DESCRIPTION OF THE TASK - The output should be every line below that includes the word "above".

** DATA SUPPLIED follows **

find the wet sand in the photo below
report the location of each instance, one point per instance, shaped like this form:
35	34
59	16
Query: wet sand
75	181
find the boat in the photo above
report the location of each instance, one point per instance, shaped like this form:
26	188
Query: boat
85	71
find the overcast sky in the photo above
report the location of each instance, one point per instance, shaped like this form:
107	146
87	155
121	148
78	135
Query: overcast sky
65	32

** End of DATA SUPPLIED **
** DATA SUPPLIED follows **

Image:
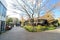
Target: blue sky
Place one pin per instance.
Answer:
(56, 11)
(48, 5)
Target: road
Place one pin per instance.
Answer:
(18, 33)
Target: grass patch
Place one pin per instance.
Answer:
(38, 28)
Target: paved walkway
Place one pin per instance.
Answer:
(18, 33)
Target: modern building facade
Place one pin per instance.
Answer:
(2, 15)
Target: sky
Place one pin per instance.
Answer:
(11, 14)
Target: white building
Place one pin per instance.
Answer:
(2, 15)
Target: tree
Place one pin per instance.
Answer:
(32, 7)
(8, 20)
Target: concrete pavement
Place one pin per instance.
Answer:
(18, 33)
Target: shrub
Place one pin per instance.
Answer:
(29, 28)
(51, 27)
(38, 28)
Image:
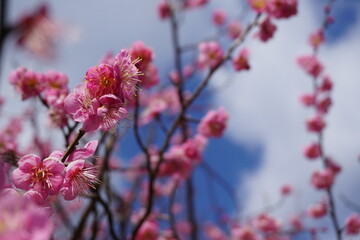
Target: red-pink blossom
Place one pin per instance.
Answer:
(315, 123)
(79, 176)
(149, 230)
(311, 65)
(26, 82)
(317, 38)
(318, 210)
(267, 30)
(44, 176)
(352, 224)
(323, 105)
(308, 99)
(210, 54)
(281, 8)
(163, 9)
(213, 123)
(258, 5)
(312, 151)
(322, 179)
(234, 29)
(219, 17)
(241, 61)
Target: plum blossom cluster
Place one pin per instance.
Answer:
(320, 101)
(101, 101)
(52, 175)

** End of DATA SUPPLIED **

ANSWER BOX -
find the boat in the photo above
find the overcast sky in the photo above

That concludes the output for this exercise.